-- begin Records provided --

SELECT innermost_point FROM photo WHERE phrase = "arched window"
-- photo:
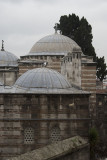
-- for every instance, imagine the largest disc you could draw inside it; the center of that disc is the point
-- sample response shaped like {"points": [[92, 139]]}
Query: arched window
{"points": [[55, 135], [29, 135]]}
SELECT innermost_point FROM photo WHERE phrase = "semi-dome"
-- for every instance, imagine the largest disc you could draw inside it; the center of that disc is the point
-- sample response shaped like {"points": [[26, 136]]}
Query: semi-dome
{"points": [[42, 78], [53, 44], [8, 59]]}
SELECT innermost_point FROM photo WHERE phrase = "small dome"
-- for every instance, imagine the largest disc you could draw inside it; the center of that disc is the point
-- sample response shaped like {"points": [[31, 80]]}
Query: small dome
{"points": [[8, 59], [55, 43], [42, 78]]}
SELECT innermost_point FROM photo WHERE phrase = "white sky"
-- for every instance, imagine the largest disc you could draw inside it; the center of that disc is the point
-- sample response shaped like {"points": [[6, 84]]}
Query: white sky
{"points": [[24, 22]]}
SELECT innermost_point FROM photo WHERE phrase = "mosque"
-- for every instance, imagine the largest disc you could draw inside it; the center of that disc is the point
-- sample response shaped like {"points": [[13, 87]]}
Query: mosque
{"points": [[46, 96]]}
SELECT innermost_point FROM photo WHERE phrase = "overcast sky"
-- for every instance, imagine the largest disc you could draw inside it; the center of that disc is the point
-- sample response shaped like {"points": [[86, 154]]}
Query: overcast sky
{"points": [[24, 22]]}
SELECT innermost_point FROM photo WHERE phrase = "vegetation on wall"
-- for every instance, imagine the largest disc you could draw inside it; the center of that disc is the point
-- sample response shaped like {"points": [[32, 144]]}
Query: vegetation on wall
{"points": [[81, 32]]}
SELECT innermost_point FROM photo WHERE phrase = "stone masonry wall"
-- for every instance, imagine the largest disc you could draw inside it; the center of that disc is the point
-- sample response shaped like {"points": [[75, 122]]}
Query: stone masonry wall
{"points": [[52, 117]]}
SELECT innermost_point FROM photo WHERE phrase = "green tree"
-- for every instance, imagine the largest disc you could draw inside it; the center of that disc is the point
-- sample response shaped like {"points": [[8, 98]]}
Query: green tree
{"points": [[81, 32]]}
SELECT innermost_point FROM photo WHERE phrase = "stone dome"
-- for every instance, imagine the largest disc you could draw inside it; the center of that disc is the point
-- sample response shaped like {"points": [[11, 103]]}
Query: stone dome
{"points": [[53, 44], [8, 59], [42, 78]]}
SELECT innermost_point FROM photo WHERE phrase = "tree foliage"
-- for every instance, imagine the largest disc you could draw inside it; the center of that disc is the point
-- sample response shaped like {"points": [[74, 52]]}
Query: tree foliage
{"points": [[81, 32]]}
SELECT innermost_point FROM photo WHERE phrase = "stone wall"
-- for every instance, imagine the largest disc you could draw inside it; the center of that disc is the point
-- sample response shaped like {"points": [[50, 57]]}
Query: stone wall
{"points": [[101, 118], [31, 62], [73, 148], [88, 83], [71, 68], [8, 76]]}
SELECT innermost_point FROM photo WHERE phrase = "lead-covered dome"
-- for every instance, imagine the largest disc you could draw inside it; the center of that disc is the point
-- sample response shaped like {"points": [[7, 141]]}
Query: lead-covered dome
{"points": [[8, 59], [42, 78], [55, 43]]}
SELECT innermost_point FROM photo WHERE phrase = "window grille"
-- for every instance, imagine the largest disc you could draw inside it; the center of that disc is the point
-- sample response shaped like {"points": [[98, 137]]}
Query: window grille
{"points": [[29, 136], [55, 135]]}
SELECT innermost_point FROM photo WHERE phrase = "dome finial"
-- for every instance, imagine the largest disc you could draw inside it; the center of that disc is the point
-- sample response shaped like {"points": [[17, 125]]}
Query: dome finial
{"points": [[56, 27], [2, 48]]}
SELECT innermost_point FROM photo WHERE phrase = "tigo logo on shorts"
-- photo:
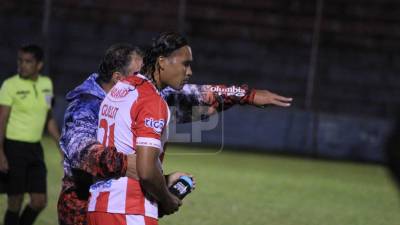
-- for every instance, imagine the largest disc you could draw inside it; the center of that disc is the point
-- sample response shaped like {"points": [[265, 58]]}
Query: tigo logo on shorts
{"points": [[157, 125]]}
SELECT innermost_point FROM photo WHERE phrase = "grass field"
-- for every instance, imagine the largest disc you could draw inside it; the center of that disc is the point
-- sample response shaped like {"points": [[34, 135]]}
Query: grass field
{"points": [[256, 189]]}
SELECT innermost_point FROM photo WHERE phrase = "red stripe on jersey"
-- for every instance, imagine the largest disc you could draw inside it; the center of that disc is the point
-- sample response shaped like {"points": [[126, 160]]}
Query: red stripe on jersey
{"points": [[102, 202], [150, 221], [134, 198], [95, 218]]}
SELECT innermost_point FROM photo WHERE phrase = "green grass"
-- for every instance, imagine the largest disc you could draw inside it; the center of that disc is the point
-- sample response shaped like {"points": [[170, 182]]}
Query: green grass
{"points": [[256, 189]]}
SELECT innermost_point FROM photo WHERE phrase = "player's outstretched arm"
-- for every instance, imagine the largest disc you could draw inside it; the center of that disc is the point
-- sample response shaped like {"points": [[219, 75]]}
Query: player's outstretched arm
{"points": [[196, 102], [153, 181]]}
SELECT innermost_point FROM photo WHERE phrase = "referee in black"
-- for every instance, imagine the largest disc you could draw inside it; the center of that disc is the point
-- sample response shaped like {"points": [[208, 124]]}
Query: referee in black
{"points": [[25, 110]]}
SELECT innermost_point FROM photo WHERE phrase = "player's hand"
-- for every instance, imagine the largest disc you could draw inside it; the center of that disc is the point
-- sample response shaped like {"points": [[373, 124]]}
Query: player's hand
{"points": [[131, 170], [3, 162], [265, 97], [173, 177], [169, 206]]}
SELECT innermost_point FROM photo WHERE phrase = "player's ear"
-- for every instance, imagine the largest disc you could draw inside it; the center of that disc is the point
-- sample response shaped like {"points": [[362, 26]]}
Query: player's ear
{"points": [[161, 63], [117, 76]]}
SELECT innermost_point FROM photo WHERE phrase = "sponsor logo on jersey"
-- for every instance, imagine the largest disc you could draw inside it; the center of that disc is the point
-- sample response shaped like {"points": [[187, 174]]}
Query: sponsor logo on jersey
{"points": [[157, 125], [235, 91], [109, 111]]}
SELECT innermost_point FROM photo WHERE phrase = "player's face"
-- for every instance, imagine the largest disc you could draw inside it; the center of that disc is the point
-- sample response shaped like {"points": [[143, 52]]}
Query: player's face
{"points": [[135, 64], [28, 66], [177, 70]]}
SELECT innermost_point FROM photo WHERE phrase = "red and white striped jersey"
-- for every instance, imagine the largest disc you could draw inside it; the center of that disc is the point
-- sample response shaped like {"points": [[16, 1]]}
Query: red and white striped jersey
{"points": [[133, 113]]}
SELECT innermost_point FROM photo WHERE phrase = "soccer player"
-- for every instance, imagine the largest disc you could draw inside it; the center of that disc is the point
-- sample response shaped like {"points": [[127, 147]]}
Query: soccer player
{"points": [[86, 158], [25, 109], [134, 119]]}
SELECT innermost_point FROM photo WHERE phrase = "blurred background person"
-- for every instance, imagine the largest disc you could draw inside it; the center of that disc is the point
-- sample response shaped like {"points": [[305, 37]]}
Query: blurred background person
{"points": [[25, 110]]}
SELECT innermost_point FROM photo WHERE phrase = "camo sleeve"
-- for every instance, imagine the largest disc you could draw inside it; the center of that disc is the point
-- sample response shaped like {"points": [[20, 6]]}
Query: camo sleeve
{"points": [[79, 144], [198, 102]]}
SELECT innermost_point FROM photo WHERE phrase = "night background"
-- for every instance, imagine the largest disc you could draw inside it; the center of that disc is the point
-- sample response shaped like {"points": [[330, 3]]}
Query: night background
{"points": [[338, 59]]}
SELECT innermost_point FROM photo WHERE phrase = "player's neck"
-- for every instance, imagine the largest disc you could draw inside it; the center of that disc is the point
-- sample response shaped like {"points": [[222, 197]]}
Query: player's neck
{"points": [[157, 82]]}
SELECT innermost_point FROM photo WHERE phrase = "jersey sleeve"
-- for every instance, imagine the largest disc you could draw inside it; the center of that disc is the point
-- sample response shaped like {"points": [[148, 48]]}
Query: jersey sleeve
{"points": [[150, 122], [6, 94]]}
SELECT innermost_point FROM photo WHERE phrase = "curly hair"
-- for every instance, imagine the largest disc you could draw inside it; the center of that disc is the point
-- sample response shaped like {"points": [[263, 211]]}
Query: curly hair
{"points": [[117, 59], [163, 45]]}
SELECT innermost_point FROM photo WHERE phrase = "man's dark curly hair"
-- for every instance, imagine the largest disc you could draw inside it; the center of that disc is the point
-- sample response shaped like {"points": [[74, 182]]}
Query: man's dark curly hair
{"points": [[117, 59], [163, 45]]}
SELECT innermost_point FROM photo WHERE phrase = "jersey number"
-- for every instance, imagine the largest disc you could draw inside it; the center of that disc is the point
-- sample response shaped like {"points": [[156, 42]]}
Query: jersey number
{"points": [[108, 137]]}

-- end Records provided --
-- begin Records provided --

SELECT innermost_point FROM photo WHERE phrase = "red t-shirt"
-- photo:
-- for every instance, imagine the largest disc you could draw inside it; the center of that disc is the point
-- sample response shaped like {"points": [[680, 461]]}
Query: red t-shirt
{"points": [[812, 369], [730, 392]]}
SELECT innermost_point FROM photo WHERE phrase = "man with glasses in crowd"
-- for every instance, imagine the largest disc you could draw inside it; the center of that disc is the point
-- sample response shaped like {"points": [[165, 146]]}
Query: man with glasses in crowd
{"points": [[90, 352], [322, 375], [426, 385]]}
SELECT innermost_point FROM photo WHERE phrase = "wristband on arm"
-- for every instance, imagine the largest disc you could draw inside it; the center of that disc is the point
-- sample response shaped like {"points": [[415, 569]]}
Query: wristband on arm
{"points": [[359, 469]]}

-- end Records provided --

◆ Description of the task ◆
Please pull out every line of the data above that contains the string "dark", and copy each one unchanged.

◆ Answer for this exercise ◆
SELECT innermost_point FROM photo WHERE phrase = "man's dark curly hair"
Query: man's dark curly hair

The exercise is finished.